SET PROBLEM
Copy out the listing below line for line, with no changes at all.

[Shape annotation entries]
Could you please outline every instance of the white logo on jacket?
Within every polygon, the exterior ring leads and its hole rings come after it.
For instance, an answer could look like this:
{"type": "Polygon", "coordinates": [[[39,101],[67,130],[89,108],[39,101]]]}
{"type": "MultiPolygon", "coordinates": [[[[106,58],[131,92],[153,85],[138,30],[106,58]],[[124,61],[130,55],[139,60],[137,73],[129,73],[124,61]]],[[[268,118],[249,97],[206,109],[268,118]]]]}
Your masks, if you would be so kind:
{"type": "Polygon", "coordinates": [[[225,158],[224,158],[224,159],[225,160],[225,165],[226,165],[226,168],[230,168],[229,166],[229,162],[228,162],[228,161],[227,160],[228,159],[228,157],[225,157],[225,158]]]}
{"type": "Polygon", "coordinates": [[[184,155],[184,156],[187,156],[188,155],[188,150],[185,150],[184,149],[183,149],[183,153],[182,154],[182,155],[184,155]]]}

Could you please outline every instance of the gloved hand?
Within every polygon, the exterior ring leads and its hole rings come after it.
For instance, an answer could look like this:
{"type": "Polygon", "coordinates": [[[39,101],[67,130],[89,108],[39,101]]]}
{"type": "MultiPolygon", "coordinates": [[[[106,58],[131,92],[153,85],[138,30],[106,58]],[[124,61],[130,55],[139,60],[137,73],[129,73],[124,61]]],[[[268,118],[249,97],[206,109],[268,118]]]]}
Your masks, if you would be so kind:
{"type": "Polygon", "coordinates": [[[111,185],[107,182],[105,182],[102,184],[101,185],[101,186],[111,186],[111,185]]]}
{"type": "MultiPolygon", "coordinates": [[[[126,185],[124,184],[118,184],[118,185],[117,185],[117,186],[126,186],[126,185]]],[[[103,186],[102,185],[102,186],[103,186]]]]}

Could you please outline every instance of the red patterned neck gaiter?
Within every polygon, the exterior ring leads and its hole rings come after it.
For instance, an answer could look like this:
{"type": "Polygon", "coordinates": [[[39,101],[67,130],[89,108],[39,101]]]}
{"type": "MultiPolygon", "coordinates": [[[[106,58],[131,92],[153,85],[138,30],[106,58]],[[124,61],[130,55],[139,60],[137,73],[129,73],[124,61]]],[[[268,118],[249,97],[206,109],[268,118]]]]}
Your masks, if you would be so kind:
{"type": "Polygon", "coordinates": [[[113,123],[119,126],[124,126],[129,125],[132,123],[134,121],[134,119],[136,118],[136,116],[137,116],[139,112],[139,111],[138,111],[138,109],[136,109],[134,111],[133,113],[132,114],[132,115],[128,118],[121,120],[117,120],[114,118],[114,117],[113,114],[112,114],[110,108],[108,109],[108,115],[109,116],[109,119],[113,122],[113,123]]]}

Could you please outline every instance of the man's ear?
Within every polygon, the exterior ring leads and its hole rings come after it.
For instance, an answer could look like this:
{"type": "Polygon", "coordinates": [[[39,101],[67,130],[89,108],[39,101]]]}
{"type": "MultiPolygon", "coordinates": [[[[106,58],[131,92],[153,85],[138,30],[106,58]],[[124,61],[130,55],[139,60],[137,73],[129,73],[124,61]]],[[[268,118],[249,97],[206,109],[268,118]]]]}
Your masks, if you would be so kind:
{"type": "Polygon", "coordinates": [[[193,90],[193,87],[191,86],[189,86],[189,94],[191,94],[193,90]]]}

TASK RESPONSE
Could you please outline every instance of the white logo on jacket?
Within every polygon, the exterior ring leads and its hole rings come after it.
For instance, an answer could look like this:
{"type": "Polygon", "coordinates": [[[39,101],[67,130],[89,108],[39,101]]]}
{"type": "MultiPolygon", "coordinates": [[[[106,58],[131,92],[153,85],[138,30],[106,58]],[[124,61],[130,55],[139,60],[137,73],[129,73],[124,61]]],[[[268,118],[249,97],[206,109],[268,118]]]]}
Your masks, if you would be so kind:
{"type": "Polygon", "coordinates": [[[225,158],[224,158],[224,159],[225,160],[225,165],[226,165],[226,168],[230,168],[229,166],[229,162],[228,162],[228,161],[227,160],[228,159],[228,157],[225,157],[225,158]]]}
{"type": "Polygon", "coordinates": [[[184,155],[184,156],[187,156],[188,155],[188,150],[185,150],[184,149],[183,149],[183,153],[182,154],[182,155],[184,155]]]}

Could you please outline every instance of the gloved hand?
Within every polygon, the exterior ring leads and its hole rings come after it.
For instance, an answer could look like this:
{"type": "Polygon", "coordinates": [[[39,101],[67,130],[89,108],[39,101]]]}
{"type": "MultiPolygon", "coordinates": [[[[106,58],[131,92],[153,85],[138,30],[106,58]],[[124,61],[130,55],[139,60],[137,73],[129,73],[124,61]]],[[[268,118],[249,97],[206,109],[268,118]]]]}
Your masks, if you would be so kind:
{"type": "Polygon", "coordinates": [[[111,185],[107,182],[105,182],[102,184],[101,185],[101,186],[111,186],[111,185]]]}
{"type": "MultiPolygon", "coordinates": [[[[126,185],[124,184],[118,184],[118,185],[117,185],[117,186],[126,186],[126,185]]],[[[103,186],[102,185],[102,186],[103,186]]]]}

Could you please outline every instance of the red patterned neck gaiter?
Within every polygon, the exterior ring leads and its hole rings come after it.
For instance, an answer could look like this:
{"type": "Polygon", "coordinates": [[[39,101],[67,130],[89,108],[39,101]]]}
{"type": "MultiPolygon", "coordinates": [[[[106,58],[131,92],[153,85],[138,30],[106,58]],[[124,61],[130,55],[139,60],[137,73],[129,73],[124,61]]],[[[268,118],[249,97],[206,109],[268,118]]]]}
Your masks, if you would be so kind:
{"type": "Polygon", "coordinates": [[[113,123],[119,126],[124,126],[129,125],[132,123],[134,121],[134,119],[136,118],[136,116],[137,116],[139,112],[139,111],[138,111],[138,109],[136,109],[134,111],[133,113],[132,114],[132,115],[128,118],[121,120],[117,120],[114,118],[114,117],[113,114],[112,114],[110,108],[108,109],[108,115],[109,116],[109,119],[113,122],[113,123]]]}

Could you please outline every instance of the man's ear?
Within every polygon, the exterior ring leads and its hole rings come after it.
For instance, an answer could look like this:
{"type": "Polygon", "coordinates": [[[39,101],[67,130],[89,108],[39,101]]]}
{"type": "MultiPolygon", "coordinates": [[[[106,58],[131,92],[153,85],[138,30],[106,58]],[[124,61],[130,55],[139,60],[137,73],[129,73],[124,61]]],[[[268,118],[249,97],[206,109],[268,118]]]]}
Your masks, if you would be so kind:
{"type": "Polygon", "coordinates": [[[193,90],[193,87],[191,86],[189,86],[189,94],[191,94],[193,90]]]}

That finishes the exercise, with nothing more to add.